[Photo-based referring expression data]
● ● ●

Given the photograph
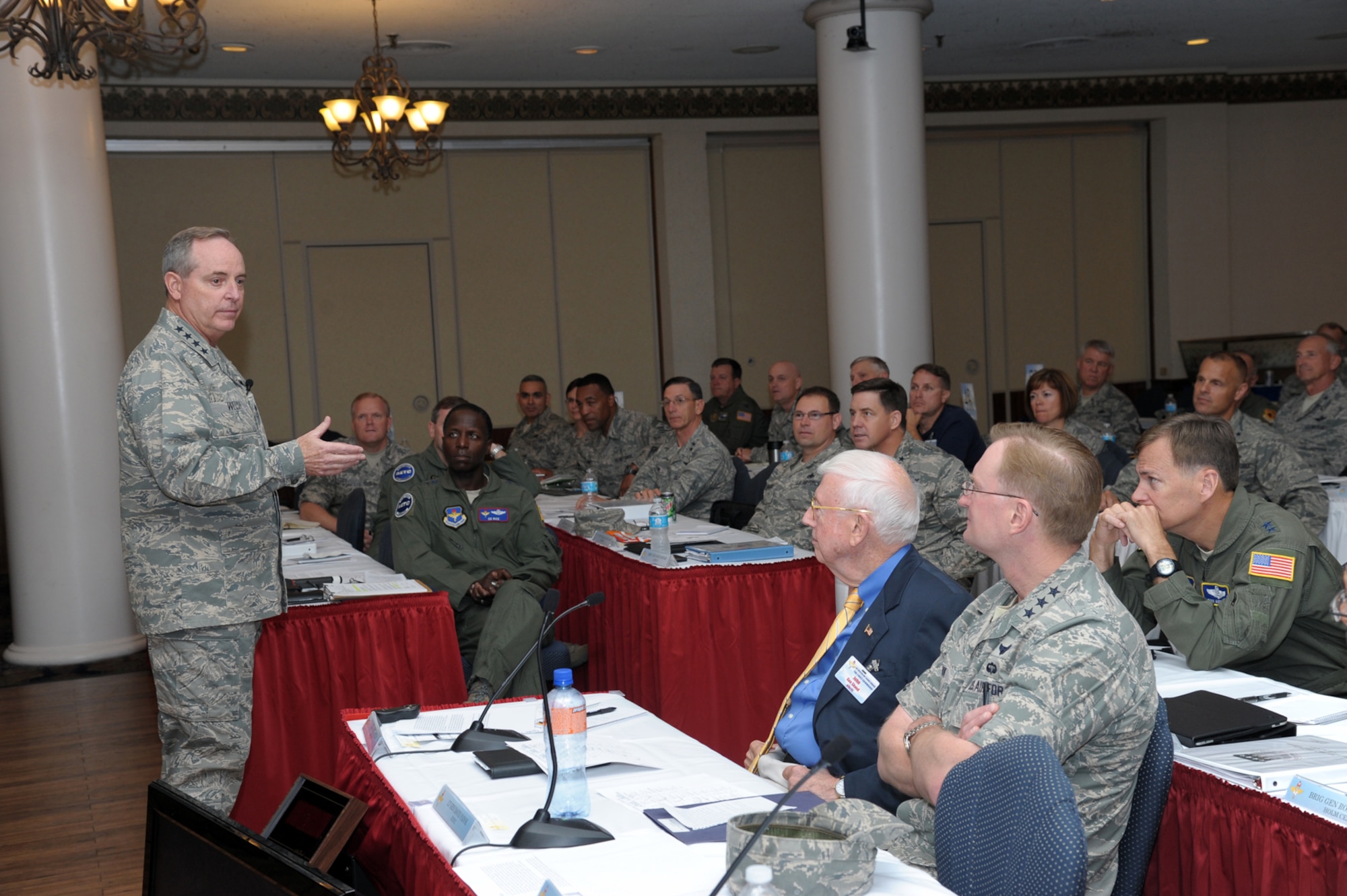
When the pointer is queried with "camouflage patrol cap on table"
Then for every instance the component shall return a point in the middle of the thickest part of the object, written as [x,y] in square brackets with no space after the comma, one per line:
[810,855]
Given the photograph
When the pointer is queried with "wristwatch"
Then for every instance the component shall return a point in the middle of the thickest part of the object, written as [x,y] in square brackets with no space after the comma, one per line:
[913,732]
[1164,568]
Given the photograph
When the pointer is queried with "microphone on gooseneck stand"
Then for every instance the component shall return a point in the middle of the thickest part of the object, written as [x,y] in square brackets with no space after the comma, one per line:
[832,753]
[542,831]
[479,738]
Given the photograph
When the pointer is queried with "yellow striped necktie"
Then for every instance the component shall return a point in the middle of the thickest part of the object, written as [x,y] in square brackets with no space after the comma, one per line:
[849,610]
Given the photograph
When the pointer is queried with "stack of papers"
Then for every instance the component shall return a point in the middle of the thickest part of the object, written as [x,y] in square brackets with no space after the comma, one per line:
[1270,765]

● ● ●

_How to complete this task_.
Each entry should appear again exactly as written, pictures excluded.

_Output of the exercise_.
Given the photograph
When the pointer is queried with "camouflage patrol cap on table"
Then for every instance the component shall return a point in the middle of the thickest part of the object, written as [x,y] in square brackets with no space after the comma, one per line:
[810,855]
Given the photograph
When the pointer is queried with "wristwatch"
Then for every instance the component shall return a point in the middle of the thickest part of the object, written as [x,y] in square brackets with no space after the comma, one per line:
[913,732]
[1164,568]
Given the photograph
When the pointer is queried with "microphone on gooseneck stand"
Then for every instance the component shall return a point in the middle of the thickest part of the object, written as [x,y] in square brackets with no space after the comma, one per line:
[832,753]
[542,831]
[479,738]
Given the photograph
When the pointer is queried with "yellow striped necktie"
Then for every instance the component shall return a point in the middle of the thickest part of the object, written as [x,y] in square brackets with no space after the comma, one per line:
[849,610]
Given the photograph
When the pointer is queried with "stack of papers"
Then for every instance the component shall return a point in the middle of the thickest part of the object, written as [x,y] in square brackets with no space after the comma, one per line:
[1270,765]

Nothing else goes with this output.